## Your goal
Go through the entries below and print each one exactly, leaving out pictures.

##### Source records #####

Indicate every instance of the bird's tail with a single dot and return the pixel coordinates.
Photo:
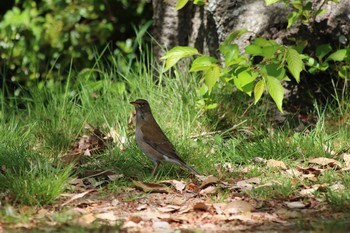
(191, 169)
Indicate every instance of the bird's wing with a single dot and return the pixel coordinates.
(160, 142)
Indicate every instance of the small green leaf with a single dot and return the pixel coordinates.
(202, 63)
(180, 4)
(273, 70)
(269, 51)
(211, 76)
(176, 53)
(244, 80)
(254, 50)
(203, 89)
(295, 63)
(338, 55)
(323, 50)
(259, 90)
(292, 18)
(231, 54)
(199, 2)
(234, 35)
(270, 2)
(276, 91)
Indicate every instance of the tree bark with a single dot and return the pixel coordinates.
(205, 27)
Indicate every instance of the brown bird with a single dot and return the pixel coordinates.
(151, 139)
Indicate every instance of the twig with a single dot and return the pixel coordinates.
(217, 132)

#####

## Answer to this problem
Indicate every instance of the bird's tail with a single dot and return the pixel coordinates.
Photo:
(191, 169)
Indicate every instance of the bird's wing with a single dot and return the pixel coordinates.
(160, 142)
Indicate every instance of the small green leaf with a single dot and return the pixel coordinates.
(202, 63)
(180, 4)
(273, 70)
(269, 51)
(211, 76)
(176, 53)
(244, 80)
(254, 50)
(203, 89)
(295, 63)
(338, 55)
(323, 50)
(259, 90)
(292, 18)
(231, 54)
(199, 2)
(234, 35)
(270, 2)
(276, 91)
Indicate every instance of the tree bark with a single dot and return the pixel coordinates.
(205, 27)
Indicate every instance of the brown bird with a single dot and return the pixel coordinates.
(151, 139)
Indicate every instance of the twig with a single dot and return the pixel coordinates.
(217, 132)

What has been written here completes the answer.